EXERCISE DETAILS.
Below are the records. List every line holding the word "jersey".

Free-text object descriptions.

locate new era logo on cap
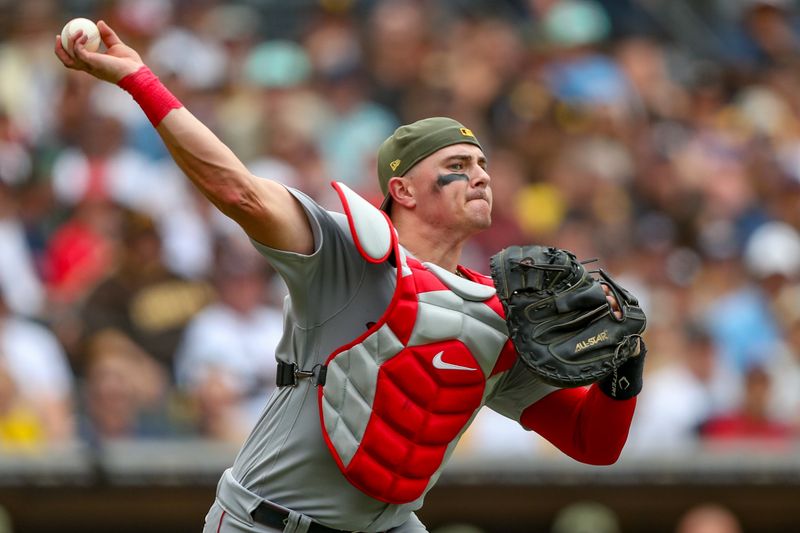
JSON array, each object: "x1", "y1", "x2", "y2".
[
  {"x1": 390, "y1": 159, "x2": 401, "y2": 172},
  {"x1": 460, "y1": 128, "x2": 475, "y2": 137}
]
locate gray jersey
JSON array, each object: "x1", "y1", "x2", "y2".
[{"x1": 219, "y1": 188, "x2": 555, "y2": 532}]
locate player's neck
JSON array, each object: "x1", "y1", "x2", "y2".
[{"x1": 394, "y1": 219, "x2": 466, "y2": 274}]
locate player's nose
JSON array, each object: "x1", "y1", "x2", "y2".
[{"x1": 471, "y1": 165, "x2": 491, "y2": 189}]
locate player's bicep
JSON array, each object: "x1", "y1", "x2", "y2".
[{"x1": 235, "y1": 178, "x2": 314, "y2": 255}]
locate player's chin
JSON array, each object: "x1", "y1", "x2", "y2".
[
  {"x1": 466, "y1": 208, "x2": 492, "y2": 230},
  {"x1": 468, "y1": 200, "x2": 491, "y2": 222}
]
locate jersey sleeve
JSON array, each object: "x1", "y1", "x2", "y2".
[
  {"x1": 248, "y1": 186, "x2": 369, "y2": 329},
  {"x1": 484, "y1": 357, "x2": 559, "y2": 423}
]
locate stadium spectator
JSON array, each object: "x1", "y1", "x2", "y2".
[
  {"x1": 627, "y1": 322, "x2": 741, "y2": 455},
  {"x1": 77, "y1": 209, "x2": 213, "y2": 377},
  {"x1": 675, "y1": 503, "x2": 743, "y2": 533},
  {"x1": 0, "y1": 288, "x2": 74, "y2": 442},
  {"x1": 0, "y1": 177, "x2": 44, "y2": 318},
  {"x1": 0, "y1": 362, "x2": 45, "y2": 450},
  {"x1": 77, "y1": 329, "x2": 174, "y2": 441},
  {"x1": 700, "y1": 364, "x2": 794, "y2": 448},
  {"x1": 174, "y1": 236, "x2": 284, "y2": 442}
]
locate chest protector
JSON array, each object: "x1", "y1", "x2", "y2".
[{"x1": 318, "y1": 183, "x2": 516, "y2": 504}]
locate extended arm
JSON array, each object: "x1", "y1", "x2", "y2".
[{"x1": 54, "y1": 20, "x2": 313, "y2": 254}]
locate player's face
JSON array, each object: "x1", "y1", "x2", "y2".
[{"x1": 408, "y1": 143, "x2": 492, "y2": 233}]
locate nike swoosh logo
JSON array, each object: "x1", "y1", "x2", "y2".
[{"x1": 432, "y1": 351, "x2": 477, "y2": 371}]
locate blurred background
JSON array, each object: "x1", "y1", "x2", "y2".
[{"x1": 1, "y1": 0, "x2": 800, "y2": 531}]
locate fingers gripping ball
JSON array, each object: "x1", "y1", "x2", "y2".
[
  {"x1": 490, "y1": 245, "x2": 647, "y2": 387},
  {"x1": 61, "y1": 18, "x2": 101, "y2": 57}
]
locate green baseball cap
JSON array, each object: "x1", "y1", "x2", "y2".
[{"x1": 377, "y1": 117, "x2": 483, "y2": 211}]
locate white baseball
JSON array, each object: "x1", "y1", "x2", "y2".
[{"x1": 61, "y1": 18, "x2": 101, "y2": 57}]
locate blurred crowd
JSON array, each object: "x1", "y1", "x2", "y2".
[{"x1": 1, "y1": 0, "x2": 800, "y2": 460}]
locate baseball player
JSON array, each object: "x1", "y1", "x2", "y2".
[{"x1": 55, "y1": 22, "x2": 645, "y2": 533}]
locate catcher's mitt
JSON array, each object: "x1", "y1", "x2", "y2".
[{"x1": 490, "y1": 245, "x2": 646, "y2": 387}]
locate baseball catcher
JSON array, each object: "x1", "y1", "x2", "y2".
[
  {"x1": 56, "y1": 20, "x2": 650, "y2": 530},
  {"x1": 491, "y1": 245, "x2": 646, "y2": 391}
]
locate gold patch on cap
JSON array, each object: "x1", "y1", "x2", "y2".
[
  {"x1": 389, "y1": 159, "x2": 401, "y2": 171},
  {"x1": 460, "y1": 128, "x2": 475, "y2": 137}
]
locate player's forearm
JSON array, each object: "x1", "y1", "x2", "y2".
[
  {"x1": 55, "y1": 23, "x2": 313, "y2": 253},
  {"x1": 119, "y1": 68, "x2": 313, "y2": 253},
  {"x1": 156, "y1": 113, "x2": 313, "y2": 252},
  {"x1": 117, "y1": 67, "x2": 257, "y2": 216},
  {"x1": 156, "y1": 108, "x2": 260, "y2": 215},
  {"x1": 521, "y1": 385, "x2": 636, "y2": 465},
  {"x1": 58, "y1": 24, "x2": 256, "y2": 210}
]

ANSWER TO THE PROBLEM.
locate gray jersey
locate jersey sleeve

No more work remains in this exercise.